→ Source document
= Edge Church =

Multi-campus non-denomination church based in Adelaide, South Australia

Edge Church, registered as Edge Church International, formerly Southside Christian Church, is a multi-campus non-denomination church established in 1994. It is based in Adelaide, South Australia.

==Establishment==
Edge Church International was originally called Southside Christian Church when it was established in 1994. Ps Danny Guglielmucci established Southside Christian Church in May of that year, with just 80 people in a small building at O'Halloran Hill.

By 1996, Southside had relocated from O'Halloran Hill to their current Adelaide South campus in Old Reynella in the Adelaide southern suburbs. The church relocated to what had previously been the Old Reynella Markets in Old Reynella.

In 2006, Southside Christian Church was renamed to become Edge Church International, reflecting a broader reach outside of just the South of Adelaide.

In 2014, Edge Church saw a major transition in leadership from Ps Danny Guglielmucci as the founding pastor, to senior pastor Jonathan Fontanarosa who guided the church for nine years through until 2023.

In 2023, Ps Danny Guglielmucci was "requested by the church leadership to assist with governance and growth difficulties". A change of leadership was endorsed by the board and staff later that year, who requested that Ps Danny Gugielmucci be retained on a part-time basis to oversee the transition to new leadership.

In 2024, Edge Church, with the endorsement of Ps Danny Gugielmucci, staff and board, agreed to become associated with Equippers Churchunder the leadership of Ps Sam Monk.

==Church growth==
In 2001 a second campus based in the central area of Adelaide was established. Initially meeting at the Wonderland Ballroom in Hawthorn, the Southside City campus was forced to move seven times in two years as it experienced rapid growth. Ultimately, the Edge Church City campus was located in the Hindley Street cinema complex, in the Adelaide CBD before amalgamating with the West Campus in 2015.

Westside Assembly of God at Findon became the Edge Church West campus in 2006. Edge Church then expanded internationally, with the Edge Church Bristol campus being established in 2008, based out of Aztec West, in Bristol, England. The Edge Church Melbourne campus was then established in 2010, in the suburb of Burwood in Melbourne, to leave Edge Church currently with four campuses.

==Mission work==
Edge Church has been involved in mission work, both locally and abroad. For many years, the church was involved in community projects around Adelaide, including renovations of Morphett Vale High School, the Adelaide Women's and Children's Hospital accommodation and out-patient wards, the Childhood Cancer Association accommodation units and their head office, and the Adelaide Women's Prison Living Skills Unit.

Edge Church has hosted an annual "RED" (rescue, empower, deploy) event, where the church raises money for different community partners.

→ Data records
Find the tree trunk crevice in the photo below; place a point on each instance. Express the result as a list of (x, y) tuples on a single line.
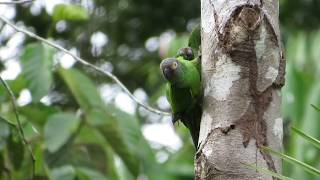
[(243, 71)]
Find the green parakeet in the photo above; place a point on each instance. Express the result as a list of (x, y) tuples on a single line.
[(183, 89)]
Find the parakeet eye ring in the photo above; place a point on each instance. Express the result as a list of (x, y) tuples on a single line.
[(174, 65)]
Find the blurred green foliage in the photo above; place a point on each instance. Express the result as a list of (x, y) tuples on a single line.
[(79, 136)]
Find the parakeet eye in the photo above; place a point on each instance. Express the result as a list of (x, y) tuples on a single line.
[(174, 65), (186, 53)]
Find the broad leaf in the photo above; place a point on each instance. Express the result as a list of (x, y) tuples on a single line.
[(66, 172), (58, 130), (69, 12), (15, 149), (36, 63), (84, 173), (86, 94)]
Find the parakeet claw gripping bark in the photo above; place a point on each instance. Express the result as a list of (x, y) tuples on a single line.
[(183, 89)]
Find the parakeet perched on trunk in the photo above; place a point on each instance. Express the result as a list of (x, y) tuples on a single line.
[(183, 89)]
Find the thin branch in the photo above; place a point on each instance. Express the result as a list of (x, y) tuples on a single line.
[(19, 126), (85, 63), (16, 2)]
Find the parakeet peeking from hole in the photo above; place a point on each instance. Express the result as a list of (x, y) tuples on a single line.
[(183, 89)]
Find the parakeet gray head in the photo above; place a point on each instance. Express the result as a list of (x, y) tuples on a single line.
[(171, 69), (186, 53)]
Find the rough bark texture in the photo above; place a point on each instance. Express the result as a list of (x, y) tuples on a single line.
[(242, 72)]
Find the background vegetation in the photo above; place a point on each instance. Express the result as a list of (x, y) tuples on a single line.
[(81, 125)]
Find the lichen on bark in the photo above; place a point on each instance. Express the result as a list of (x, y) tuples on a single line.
[(243, 69)]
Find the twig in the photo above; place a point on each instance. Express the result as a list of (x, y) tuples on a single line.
[(19, 126), (16, 2), (85, 63)]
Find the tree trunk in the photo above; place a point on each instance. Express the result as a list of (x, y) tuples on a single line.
[(242, 72)]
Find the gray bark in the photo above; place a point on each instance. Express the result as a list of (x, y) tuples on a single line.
[(242, 72)]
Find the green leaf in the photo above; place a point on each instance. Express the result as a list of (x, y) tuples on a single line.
[(37, 113), (36, 61), (100, 116), (16, 150), (58, 130), (315, 107), (268, 172), (195, 39), (87, 174), (69, 12), (308, 138), (65, 172), (294, 161)]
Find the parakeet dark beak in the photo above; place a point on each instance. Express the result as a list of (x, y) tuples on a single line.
[(168, 67)]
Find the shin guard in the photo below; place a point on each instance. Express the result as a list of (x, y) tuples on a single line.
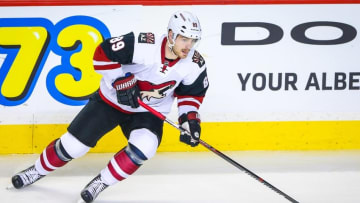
[(53, 157), (122, 165)]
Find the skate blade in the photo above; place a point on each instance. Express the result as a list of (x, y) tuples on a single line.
[(80, 201)]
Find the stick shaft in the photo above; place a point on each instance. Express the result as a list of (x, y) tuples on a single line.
[(217, 152)]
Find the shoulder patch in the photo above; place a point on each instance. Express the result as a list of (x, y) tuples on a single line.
[(198, 59), (146, 37)]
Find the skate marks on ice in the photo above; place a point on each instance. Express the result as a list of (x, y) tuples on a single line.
[(308, 177)]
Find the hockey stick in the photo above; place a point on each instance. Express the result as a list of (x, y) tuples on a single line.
[(209, 147)]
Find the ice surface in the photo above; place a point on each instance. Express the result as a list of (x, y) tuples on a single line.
[(189, 177)]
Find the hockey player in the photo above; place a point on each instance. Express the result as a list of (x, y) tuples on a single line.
[(156, 69)]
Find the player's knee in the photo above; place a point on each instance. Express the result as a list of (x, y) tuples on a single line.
[(72, 146), (143, 142)]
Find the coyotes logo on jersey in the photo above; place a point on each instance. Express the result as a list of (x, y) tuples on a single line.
[(149, 90), (198, 59)]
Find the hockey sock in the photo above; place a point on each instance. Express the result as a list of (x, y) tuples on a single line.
[(53, 157), (123, 164)]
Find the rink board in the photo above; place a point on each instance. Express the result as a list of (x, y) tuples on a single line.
[(316, 135)]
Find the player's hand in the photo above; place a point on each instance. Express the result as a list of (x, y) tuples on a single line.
[(127, 90), (191, 123)]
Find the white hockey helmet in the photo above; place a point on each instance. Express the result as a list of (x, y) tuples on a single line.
[(186, 24)]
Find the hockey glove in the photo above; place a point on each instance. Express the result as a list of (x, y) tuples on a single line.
[(127, 90), (191, 123)]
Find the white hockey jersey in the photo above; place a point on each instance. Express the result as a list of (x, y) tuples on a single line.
[(159, 80)]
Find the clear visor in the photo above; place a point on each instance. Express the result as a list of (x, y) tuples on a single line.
[(193, 43)]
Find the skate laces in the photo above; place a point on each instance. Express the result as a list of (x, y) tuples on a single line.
[(30, 175), (96, 186)]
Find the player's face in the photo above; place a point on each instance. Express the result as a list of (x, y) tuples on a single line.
[(183, 46)]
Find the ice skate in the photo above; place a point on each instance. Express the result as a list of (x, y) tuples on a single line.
[(93, 189), (26, 177)]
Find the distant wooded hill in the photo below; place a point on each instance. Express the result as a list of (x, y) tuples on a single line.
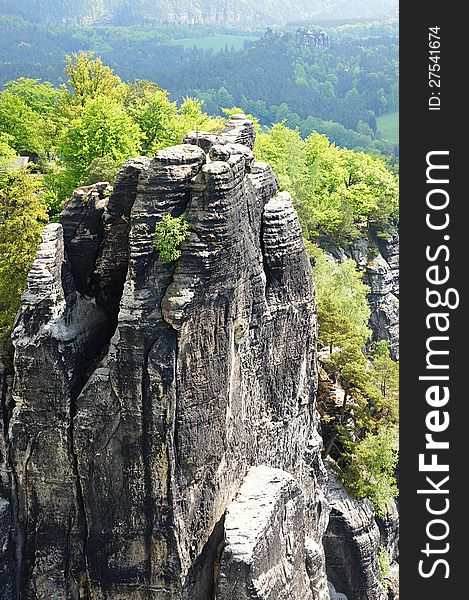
[(212, 12)]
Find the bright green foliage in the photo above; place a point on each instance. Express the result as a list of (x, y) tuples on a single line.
[(170, 232), (373, 462), (192, 118), (103, 129), (27, 129), (164, 124), (150, 108), (22, 218), (341, 294), (384, 566), (284, 150), (41, 96), (385, 375), (338, 193)]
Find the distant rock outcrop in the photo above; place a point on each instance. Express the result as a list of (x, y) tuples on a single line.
[(145, 392)]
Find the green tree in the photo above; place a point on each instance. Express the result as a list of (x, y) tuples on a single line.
[(103, 129), (26, 129), (22, 218), (341, 297)]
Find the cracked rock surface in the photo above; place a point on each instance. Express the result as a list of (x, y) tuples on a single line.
[(144, 392)]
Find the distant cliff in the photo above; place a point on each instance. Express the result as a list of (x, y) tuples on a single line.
[(159, 432), (210, 12)]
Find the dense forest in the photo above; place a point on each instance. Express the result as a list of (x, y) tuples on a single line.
[(336, 81), (213, 12)]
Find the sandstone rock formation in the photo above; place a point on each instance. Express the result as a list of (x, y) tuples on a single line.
[(380, 260), (145, 391), (159, 436)]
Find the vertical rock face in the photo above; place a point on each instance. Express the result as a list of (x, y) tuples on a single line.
[(382, 274), (145, 391), (264, 555), (351, 544)]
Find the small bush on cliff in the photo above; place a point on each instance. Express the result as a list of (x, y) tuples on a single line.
[(170, 232), (372, 465)]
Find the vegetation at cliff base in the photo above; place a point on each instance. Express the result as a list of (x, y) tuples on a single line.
[(339, 194), (358, 397), (76, 134)]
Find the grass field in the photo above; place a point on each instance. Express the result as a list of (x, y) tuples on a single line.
[(389, 127), (216, 42)]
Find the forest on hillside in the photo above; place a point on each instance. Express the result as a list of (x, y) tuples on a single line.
[(82, 133), (211, 12)]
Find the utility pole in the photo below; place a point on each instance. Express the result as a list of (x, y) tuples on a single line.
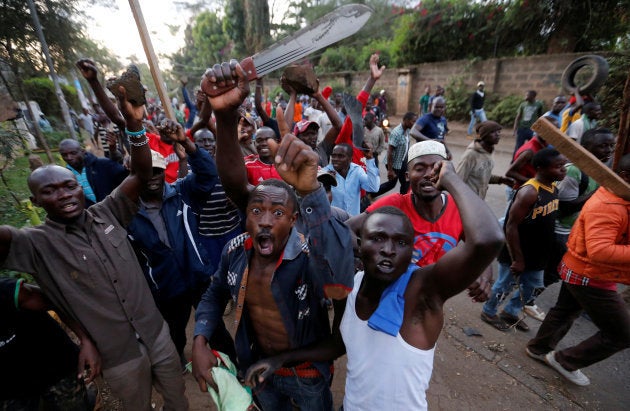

→ Required actions
**1)** According to the Edge Church text, in what year was Southside Christian Church renamed Edge Church International?
**2)** Transcribe the stretch of the Edge Church text from "Multi-campus non-denomination church based" through "at O'Halloran Hill." word for word.
The entries have nothing to do with this work.

→ Results in order
**1)** 2006

**2)**
Multi-campus non-denomination church based in Adelaide, South Australia

Edge Church, registered as Edge Church International, formerly Southside Christian Church, is a multi-campus non-denomination church established in 1994. It is based in Adelaide, South Australia.

==Establishment==
Edge Church International was originally called Southside Christian Church when it was established in 1994. Ps Danny Guglielmucci established Southside Christian Church in May of that year, with just 80 people in a small building at O'Halloran Hill.